Given records
(begin)
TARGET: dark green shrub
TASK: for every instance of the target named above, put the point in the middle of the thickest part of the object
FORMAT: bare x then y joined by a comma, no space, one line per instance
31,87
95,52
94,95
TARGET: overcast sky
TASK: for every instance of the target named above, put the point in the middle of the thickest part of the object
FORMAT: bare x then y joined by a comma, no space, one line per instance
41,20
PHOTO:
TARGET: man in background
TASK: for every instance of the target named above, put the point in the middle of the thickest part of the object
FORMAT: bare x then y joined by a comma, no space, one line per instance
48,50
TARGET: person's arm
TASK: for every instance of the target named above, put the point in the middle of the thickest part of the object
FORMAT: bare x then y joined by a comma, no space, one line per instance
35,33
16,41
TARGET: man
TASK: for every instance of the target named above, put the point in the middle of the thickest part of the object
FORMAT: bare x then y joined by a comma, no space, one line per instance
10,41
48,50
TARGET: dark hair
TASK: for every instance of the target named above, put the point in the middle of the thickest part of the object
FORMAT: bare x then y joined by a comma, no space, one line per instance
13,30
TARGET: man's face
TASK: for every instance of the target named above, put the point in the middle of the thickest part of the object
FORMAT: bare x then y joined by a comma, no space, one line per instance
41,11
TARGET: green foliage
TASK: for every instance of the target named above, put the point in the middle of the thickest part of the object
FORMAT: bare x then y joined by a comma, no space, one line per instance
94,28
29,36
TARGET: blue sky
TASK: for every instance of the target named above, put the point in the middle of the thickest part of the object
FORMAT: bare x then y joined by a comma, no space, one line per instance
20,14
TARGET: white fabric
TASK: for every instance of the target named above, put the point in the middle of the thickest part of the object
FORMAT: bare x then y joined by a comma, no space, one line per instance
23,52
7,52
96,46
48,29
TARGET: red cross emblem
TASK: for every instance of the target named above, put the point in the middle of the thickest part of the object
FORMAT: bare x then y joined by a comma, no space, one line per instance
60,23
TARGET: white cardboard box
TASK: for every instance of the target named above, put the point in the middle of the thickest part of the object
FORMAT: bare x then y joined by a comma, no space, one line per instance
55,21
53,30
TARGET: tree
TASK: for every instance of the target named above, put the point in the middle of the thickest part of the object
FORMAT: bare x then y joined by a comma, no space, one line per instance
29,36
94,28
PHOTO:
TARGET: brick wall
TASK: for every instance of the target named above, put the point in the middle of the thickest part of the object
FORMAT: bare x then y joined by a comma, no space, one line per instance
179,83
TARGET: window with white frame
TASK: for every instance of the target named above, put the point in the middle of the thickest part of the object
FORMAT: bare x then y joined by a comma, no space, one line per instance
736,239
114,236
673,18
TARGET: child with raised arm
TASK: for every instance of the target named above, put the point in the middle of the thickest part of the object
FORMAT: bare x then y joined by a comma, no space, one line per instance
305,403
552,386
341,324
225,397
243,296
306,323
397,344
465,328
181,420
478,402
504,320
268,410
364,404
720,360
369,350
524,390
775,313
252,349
(end)
Request
Find the line containing "TARGET: white cardboard box" in the material above. Print it and every line after it through the end, exactly and only those.

Output of the exercise
TARGET: white cardboard box
TASK: for every instance of the target named above, put the point in the middle of the thickest part of the object
FORMAT: bare x then y joined by a comma, no space, one line per instance
55,21
53,30
TARGET: tree
TASK: for every instance of the target named above, put the point in the middle of the thickest part of the object
FORMAT: bare x then y joined by a comma, no space, one line per instance
29,36
94,28
PHOTO:
TARGET: brick wall
TASK: for every instance of the target named above, put the point in the middle of the thickest part of the object
FORMAT: bare x then y joined by a comma, no space, one line per instance
179,83
TARGET: window with white frame
TASK: for every instance of the target named above, put the point in the middle of the thickest part of the object
FORMAT: bare x then y joined by a comma, no space, one line per instance
736,239
114,236
673,18
TARGET: child with raised arm
TASK: for every instance of the target named above, put the point in the middle of the thickest part of the object
FORMAT: bare x then y joined by a comma, no space, one line per instance
305,403
552,386
341,324
225,397
243,296
306,323
397,344
465,328
181,420
478,402
504,320
268,410
364,404
720,360
369,350
524,390
775,313
252,349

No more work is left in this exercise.